> _Selected text_
= = =
Due Diligence Standards: Verification vs Reliance

The most significant practical distinction lies in the standard of due diligence. Under the SFC Code, a sponsor must verify all material facts through independent sources, including site visits, interviews with customers and suppliers, and review of underlying contracts and bank statements. The SFC’s 2022 circular on sponsor due diligence (SFC 2022) specifies that sponsors must document their verification procedures in a due diligence plan, with each verification step signed off by the sponsor’s responsible officer. In contrast, a compliance adviser is permitted to rely on the issuer’s representations, provided the adviser has no reason to doubt their accuracy. This reliance-based standard is explicitly recognised in the HKEX’s FAQ Series 7 (HKEX 2021), which states that a compliance adviser “is not required to conduct independent verification of the information provided by the issuer, unless the adviser has actual knowledge that the information is false or misleading.”

Liability Exposure: Statutory vs Contractual

The liability exposure for sponsors and compliance advisers differs fundamentally. Sponsors face statutory liability under the Securities and Futures Ordinance (SFO, Cap. 571) for untrue statements in a prospectus, with potential criminal sanctions including fines of up to HKD 10 million and imprisonment for up to 10 years (SFO section 384). The SFC may also take disciplinary action against sponsors for breaches of the SFC Code, with sanctions including licence revocation and fines of up to HKD 30 million. Compliance advisers, by contrast, face primarily contractual liability under their engagement letters, and are not subject to the same statutory liability for prospectus statements. However, the SFC’s 2024 consultation paper proposed extending certain sponsor-level duties to compliance advisers in cases where the adviser is aware of material non-compliance and fails to escalate the issue to the HKEX or the SFC (SFC 2024, paragraph 58). This proposal, if implemented, would narrow the gap between the two roles, but as of 2025, the distinction remains clear.
= = =
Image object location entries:
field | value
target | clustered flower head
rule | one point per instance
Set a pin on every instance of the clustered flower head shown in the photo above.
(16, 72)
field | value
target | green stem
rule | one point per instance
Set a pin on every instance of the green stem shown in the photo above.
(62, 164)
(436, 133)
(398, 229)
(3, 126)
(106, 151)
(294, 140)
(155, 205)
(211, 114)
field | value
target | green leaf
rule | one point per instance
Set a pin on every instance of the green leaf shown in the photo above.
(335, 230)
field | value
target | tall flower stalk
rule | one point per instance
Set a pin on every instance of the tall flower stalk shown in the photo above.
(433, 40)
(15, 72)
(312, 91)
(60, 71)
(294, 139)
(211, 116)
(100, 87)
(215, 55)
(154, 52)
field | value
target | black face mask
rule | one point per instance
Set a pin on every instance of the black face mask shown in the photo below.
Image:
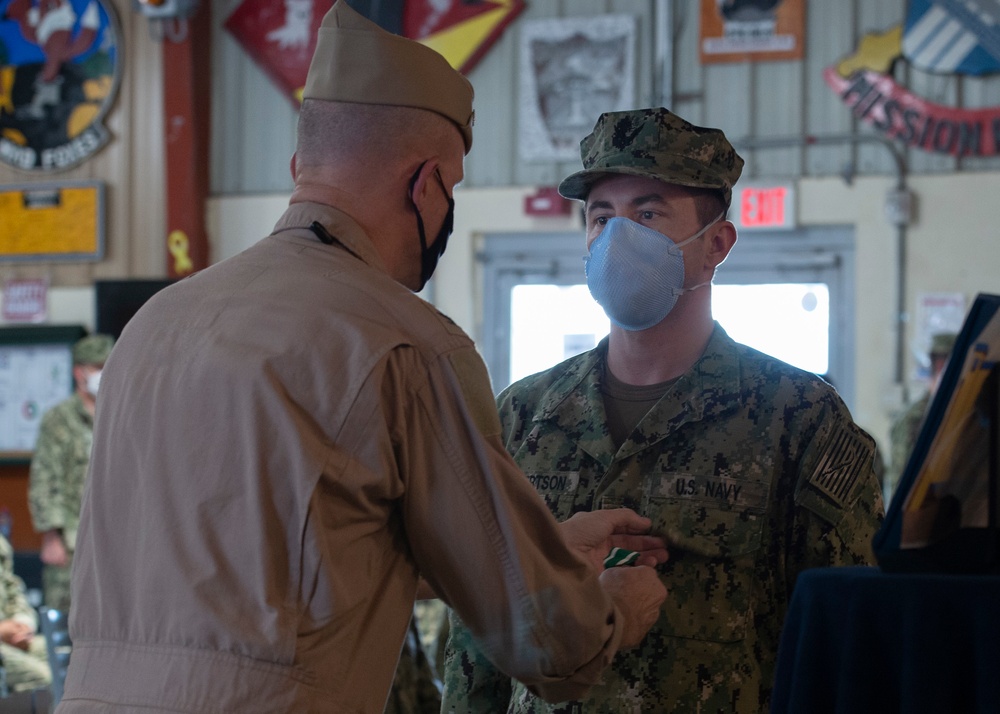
= = =
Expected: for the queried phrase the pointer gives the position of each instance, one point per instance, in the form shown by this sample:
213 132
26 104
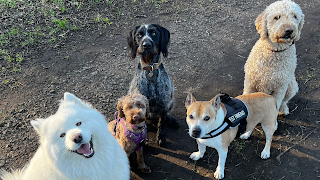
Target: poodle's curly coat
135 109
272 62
= = =
> _Tasks to complete_
(1) According to the passage on sponsors and compliance advisers, what is the largest fine the SFC can impose on a sponsor through disciplinary action?
(2) Carry the passage on sponsors and compliance advisers forward, starting right after its final sentence.

> _Response list_
(1) Up to HKD 30 million.

(2)
The Transition Period: From Sponsor to Compliance Adviser

The transition from sponsor to compliance adviser is a critical juncture where the risk of role confusion is highest. Under Rule 3A.20, a listed issuer must appoint a compliance adviser within seven business days of listing, and the sponsor may be appointed as the compliance adviser provided it meets the independence requirements under Rule 3A.07. In practice, approximately 60% of issuers on the Main Board and GEM appoint their former sponsor as the compliance adviser, according to data from the HKEX’s Monthly Listing Statistics (HKEX 2025). This overlap creates a risk that the compliance adviser may inadvertently apply sponsor-level due diligence standards to post-listing advisory work, or conversely, that the issuer may expect sponsor-level verification from the compliance adviser.

Documentation and Scope of Work

The SFC’s 2024 consultation paper specifically addressed the need for clear documentation during the transition period. The paper recommends that engagement letters for compliance advisers explicitly state that the adviser is not required to verify the accuracy of the issuer’s disclosures, and that the adviser’s role is limited to advising on Listing Rules compliance. The HKEX’s Guidance Letter GL86-16 further advises that the compliance adviser should provide the issuer with a written summary of its duties within 14 days of appointment, including a clear statement of the adviser’s limitations. In practice, compliance advisers should ensure that their engagement letters include an exclusion clause for verification obligations, and that the issuer’s board acknowledges this limitation in writing.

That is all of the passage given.